* BEGIN Selected passage *
King Falls AM (Episodes 1-5)

King Falls AM is a podcast audio drama masquerading as a radio station for a made up town where nothing is as it seems. What makes this show interesting isn’t so much the story, but its format. The first couple episodes don’t seem to link together in any meaningful way, but when episode three roles around things started getting twice as good. The witty banter between the two co-hosts and their guests is one of many examples of what makes King Falls AM a great listen.

The show is very much the audio drama equivalent of cinematic formalism where form is king and content is second. That’s not to say the story isn’t good, but it plays more of a secondary role to the production as a whole.

You don’t really get a sense of the setting and scope of the project until episode five, when a plot thread is tied up from two episodes prior. Rather than answering the question with another question, the creators use horror in a comedic way to essentially tell the audience: “yeah, we know it doesn’t make sense, but it sure as hell’s entertaining.” Some people might have issues with that, others not so much.

Needless to say I’ll be continue to listen to this series with increasing interest as each episode slowly peels back the layers of complexity that creators have set up. Whether or not there’s an endgame remains to be seen, but I’d be lying if I said this isn’t an entertaining ride.
* END Selected passage *
**Complete the following:**
[1] List each distinct contraction that appears in the King Falls AM review, giving each one only once.
[2] Retype the part of the King Falls AM review that opens with the words containing "The show is" and closes with "as a whole.".
[3] Write what comes next in the King Falls AM review, picking up after its final sentence.
The entries that follow have no connection to the King Falls AM review.
* BEGIN Dataset entries *
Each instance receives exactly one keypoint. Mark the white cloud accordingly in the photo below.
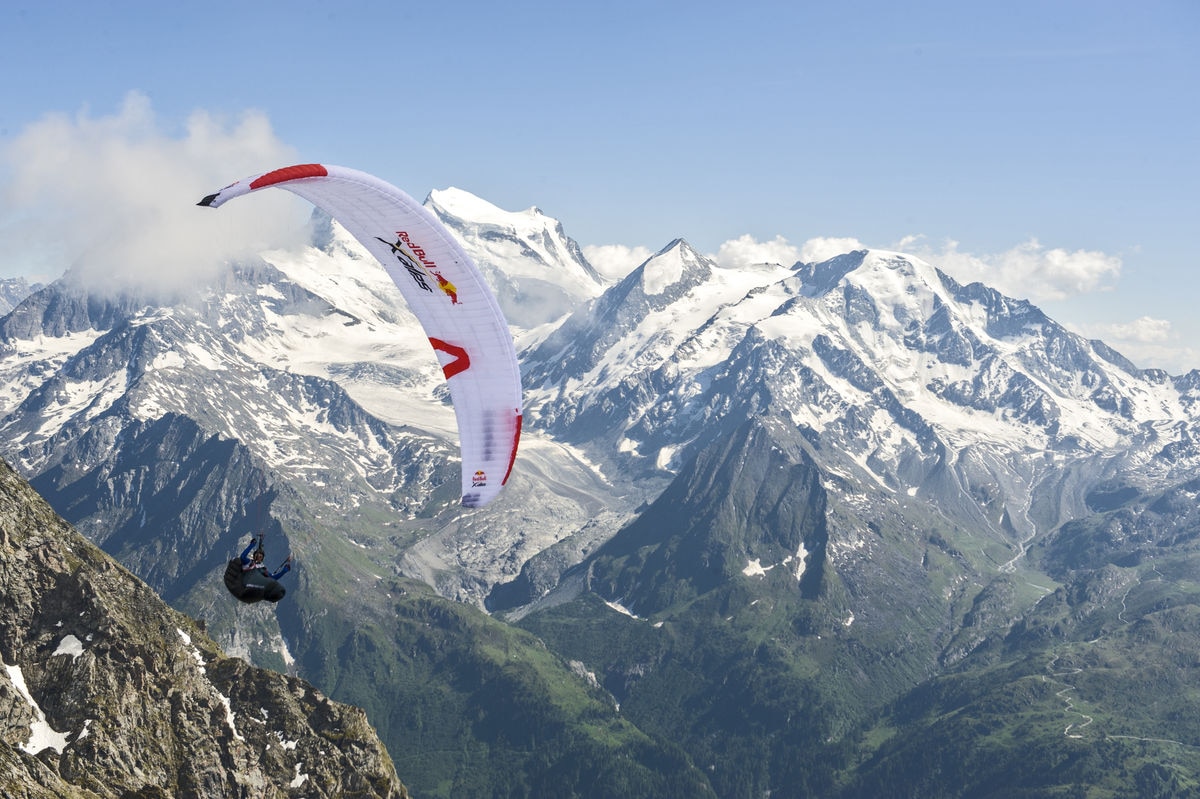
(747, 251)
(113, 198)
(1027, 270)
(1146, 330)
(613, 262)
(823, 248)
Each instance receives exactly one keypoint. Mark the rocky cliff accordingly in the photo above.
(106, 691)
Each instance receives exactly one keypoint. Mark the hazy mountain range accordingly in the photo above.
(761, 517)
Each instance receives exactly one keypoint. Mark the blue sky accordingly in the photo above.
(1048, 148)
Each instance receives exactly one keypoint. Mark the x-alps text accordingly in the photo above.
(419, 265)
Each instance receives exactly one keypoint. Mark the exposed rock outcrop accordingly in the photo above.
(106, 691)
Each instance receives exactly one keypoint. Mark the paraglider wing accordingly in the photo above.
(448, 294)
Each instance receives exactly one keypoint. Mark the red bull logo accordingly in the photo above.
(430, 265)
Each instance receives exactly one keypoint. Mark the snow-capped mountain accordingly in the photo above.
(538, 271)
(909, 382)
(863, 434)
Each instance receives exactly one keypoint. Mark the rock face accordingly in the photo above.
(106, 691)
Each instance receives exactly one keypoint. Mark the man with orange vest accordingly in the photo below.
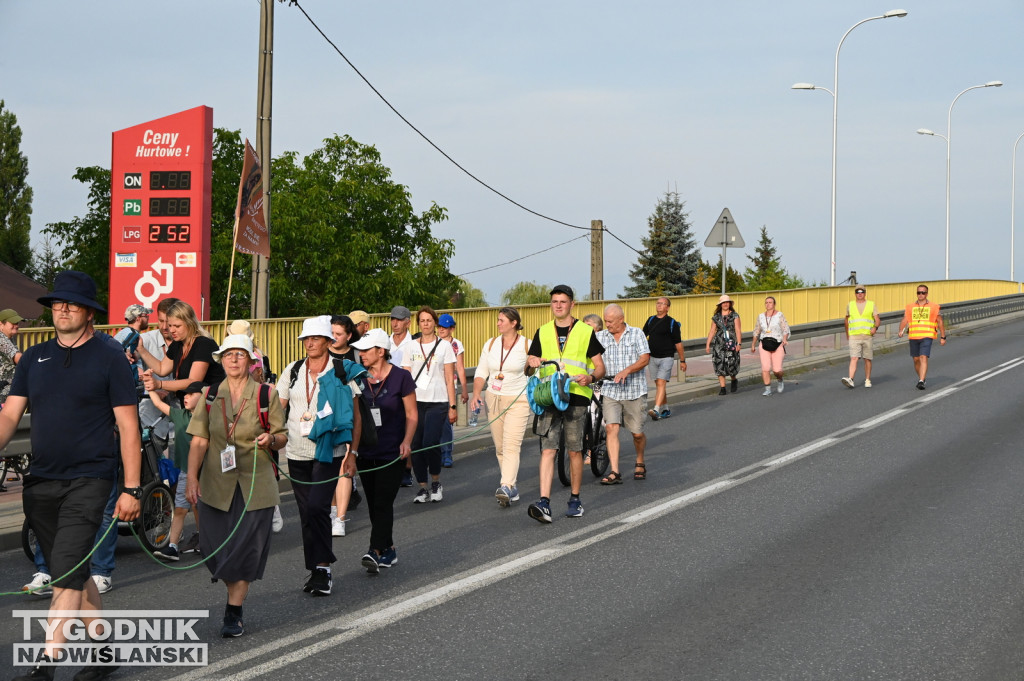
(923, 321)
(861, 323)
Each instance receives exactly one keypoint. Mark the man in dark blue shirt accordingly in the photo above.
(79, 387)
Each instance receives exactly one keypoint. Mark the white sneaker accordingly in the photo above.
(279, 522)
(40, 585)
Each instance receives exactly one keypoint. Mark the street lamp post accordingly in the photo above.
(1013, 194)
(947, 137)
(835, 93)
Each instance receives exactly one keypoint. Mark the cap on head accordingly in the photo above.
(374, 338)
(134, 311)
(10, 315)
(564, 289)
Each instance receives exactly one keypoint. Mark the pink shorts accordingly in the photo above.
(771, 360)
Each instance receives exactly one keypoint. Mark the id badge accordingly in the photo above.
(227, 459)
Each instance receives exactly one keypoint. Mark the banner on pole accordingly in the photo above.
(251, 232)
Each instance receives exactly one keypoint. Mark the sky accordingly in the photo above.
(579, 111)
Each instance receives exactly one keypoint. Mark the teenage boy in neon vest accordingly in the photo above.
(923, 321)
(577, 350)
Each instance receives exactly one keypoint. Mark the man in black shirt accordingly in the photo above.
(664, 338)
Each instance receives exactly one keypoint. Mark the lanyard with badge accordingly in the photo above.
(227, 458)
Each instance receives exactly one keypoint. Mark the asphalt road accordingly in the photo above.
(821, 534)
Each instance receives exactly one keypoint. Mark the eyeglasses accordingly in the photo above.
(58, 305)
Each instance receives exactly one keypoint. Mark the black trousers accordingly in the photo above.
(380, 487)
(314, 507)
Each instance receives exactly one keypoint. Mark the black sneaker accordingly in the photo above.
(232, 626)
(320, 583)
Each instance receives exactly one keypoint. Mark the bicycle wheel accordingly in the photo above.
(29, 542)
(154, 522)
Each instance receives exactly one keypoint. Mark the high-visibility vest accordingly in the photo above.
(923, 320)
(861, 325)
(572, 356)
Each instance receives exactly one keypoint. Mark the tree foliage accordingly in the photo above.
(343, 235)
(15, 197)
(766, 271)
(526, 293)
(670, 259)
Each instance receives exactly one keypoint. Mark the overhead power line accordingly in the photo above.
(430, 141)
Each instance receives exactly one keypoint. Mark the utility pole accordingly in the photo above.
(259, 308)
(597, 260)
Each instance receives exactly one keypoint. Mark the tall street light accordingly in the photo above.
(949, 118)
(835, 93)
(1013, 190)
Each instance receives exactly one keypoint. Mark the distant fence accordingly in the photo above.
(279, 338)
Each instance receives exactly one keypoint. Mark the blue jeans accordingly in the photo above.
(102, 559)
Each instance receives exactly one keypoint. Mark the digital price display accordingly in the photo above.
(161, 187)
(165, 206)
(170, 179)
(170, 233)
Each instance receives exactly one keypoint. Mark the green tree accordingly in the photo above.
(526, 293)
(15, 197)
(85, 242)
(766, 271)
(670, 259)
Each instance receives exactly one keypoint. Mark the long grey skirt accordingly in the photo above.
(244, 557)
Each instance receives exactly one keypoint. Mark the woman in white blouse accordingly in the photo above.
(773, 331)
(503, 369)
* END Dataset entries *
**Results of the tasks:**
[1]
isn’t
don’t
That’s
doesn’t
hell’s
I’ll
there’s
I’d

[2]
The show is very much the audio drama equivalent of cinematic formalism where form is king and content is second. That’s not to say the story isn’t good, but it plays more of a secondary role to the production as a whole.

[3]
5/5 Stars

Big Dan Frater and the Escalator of Forgetfulness

This the first of five self-contained short audio dramas about a big man named Dan Frater, his side-kick and a librarian who solve mysteries together. If this sounds like Scooby-Doo, you’re not alone. Think the classic cartoon mixed together with a bit of old time radio and you pretty much have Big Dan Frater.

This first episode is mostly a comedy with some dramatic bits thrown in to keep it from becoming pure slapstick. In this episode, the mystery is about an escalator in a mall that makes people forget what they wanted to do once they reach the top. The ending, while not paying off anything the episode deems important to tell you, is in fact satisfying. I’d go so far as to call it surprising yet inevitable and something only a comedy can do.

Expect another episode reviewed next week and the weeks following. if this sounds like your cup of tea, check out the album on iTunes. It’s $7.99 and includes a blooper reel. Unfortunately only one episode is available for individual purchase and download on the iTunes store. Its title is “Sorry, Right Number.” Expect that review two weeks from now.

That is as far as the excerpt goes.